:: Problem description ::
Every line of the data below that holds the string "image" needs to be reported.

:: Listed records ::
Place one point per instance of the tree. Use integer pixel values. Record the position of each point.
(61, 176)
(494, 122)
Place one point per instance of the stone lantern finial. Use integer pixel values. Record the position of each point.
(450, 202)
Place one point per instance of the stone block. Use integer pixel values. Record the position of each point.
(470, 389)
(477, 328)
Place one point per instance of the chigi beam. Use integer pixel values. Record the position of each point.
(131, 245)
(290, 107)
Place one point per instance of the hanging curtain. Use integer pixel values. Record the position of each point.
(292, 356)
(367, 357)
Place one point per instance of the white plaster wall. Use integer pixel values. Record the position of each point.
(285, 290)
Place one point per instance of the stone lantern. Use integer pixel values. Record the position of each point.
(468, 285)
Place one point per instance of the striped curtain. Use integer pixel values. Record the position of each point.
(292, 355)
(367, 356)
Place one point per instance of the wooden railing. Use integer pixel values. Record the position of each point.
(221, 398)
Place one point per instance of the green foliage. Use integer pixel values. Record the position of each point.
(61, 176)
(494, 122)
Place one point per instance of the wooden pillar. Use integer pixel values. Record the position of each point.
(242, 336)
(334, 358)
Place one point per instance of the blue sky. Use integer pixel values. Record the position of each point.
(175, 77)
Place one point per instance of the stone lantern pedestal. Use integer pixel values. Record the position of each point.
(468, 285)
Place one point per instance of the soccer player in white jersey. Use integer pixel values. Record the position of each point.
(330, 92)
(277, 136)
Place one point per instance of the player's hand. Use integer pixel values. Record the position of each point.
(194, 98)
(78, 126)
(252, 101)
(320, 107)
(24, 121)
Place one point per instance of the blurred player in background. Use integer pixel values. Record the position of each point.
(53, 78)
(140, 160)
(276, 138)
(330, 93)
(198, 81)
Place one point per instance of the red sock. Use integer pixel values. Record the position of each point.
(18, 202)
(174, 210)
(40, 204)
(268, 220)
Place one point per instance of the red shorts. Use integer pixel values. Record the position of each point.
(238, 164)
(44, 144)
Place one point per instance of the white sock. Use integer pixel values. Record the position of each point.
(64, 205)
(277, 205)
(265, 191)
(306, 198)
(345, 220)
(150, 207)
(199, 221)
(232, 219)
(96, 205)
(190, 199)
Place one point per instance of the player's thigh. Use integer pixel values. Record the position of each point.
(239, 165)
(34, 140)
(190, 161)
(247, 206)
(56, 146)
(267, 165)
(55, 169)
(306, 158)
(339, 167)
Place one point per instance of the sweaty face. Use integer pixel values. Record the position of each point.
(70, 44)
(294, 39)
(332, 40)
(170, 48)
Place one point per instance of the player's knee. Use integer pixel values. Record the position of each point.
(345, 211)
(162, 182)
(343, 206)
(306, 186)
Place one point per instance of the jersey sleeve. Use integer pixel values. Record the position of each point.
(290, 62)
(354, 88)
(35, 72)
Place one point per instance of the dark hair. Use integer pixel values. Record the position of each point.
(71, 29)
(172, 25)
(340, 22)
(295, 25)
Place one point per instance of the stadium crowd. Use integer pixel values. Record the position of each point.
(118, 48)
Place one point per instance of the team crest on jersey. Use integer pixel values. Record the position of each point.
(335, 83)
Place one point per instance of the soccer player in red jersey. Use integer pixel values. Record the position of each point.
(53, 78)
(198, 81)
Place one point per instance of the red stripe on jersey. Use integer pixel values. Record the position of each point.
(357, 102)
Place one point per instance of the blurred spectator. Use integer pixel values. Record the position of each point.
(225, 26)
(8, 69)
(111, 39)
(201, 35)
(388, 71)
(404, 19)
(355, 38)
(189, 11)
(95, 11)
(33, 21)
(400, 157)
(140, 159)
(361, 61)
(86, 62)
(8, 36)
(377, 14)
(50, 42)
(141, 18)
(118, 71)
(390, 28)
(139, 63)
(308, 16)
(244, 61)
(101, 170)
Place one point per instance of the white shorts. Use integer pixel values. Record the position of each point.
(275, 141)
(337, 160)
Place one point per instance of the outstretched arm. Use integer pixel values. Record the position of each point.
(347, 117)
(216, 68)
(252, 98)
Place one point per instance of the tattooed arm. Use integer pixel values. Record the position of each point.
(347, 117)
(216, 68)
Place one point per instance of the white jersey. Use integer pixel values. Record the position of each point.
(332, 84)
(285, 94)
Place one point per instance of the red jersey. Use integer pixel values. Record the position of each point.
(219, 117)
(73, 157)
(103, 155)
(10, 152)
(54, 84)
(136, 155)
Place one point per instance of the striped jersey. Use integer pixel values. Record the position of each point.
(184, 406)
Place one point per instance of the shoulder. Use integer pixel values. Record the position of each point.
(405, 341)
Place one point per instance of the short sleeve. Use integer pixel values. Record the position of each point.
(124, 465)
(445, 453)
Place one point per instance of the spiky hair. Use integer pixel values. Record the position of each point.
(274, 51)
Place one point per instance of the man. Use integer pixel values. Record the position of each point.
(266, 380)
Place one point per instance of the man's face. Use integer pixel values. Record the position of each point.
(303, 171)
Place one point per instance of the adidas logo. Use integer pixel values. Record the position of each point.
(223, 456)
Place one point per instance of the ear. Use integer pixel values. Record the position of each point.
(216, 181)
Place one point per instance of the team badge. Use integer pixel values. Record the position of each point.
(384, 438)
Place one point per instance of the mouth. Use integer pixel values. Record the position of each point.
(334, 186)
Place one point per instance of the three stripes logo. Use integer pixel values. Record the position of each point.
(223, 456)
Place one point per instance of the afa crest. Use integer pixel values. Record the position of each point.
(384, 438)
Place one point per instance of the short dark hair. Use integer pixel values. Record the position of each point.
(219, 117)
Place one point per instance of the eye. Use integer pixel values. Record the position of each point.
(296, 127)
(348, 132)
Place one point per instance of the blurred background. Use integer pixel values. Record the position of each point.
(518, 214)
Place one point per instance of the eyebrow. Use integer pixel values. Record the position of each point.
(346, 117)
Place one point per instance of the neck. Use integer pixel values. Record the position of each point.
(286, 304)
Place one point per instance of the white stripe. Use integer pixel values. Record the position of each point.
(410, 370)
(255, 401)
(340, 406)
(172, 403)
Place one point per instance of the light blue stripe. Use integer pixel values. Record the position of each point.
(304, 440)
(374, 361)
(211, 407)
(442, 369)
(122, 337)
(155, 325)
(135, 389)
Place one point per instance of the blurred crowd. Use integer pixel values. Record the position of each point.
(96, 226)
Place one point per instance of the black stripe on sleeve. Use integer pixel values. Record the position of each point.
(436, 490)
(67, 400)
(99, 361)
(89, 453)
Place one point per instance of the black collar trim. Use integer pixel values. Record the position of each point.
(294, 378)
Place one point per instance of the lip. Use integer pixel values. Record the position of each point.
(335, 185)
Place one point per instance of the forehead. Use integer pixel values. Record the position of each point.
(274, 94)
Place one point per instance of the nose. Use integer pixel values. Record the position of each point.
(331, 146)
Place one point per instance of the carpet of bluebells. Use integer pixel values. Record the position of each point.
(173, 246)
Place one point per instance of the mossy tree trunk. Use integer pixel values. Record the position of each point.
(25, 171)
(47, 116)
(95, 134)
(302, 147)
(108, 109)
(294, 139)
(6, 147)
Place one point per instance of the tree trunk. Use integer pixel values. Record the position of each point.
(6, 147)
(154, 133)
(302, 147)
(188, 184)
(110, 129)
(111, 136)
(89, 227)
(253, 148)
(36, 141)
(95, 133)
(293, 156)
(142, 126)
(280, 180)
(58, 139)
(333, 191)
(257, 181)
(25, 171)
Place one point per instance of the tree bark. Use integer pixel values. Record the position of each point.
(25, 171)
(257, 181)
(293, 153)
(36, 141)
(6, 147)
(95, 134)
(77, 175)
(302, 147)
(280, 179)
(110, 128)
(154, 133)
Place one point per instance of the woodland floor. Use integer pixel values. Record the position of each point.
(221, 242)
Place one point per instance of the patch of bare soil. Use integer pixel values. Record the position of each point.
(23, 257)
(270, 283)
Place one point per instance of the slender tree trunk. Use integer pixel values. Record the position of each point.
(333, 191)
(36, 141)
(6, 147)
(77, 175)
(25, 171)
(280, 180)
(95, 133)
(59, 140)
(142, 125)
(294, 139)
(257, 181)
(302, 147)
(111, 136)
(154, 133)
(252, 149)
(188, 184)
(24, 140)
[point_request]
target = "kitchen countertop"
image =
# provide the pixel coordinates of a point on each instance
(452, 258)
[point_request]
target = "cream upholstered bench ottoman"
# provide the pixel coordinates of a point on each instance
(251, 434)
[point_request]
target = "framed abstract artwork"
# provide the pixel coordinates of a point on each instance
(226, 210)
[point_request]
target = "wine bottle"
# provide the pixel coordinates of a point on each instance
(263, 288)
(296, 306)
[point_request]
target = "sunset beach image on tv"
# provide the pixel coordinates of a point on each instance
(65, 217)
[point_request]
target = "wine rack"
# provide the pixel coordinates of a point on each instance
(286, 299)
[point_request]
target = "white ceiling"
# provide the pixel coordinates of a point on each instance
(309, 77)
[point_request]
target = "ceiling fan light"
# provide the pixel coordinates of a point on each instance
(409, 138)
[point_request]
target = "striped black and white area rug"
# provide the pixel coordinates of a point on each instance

:: Output ::
image =
target = "sunset beach image on tv"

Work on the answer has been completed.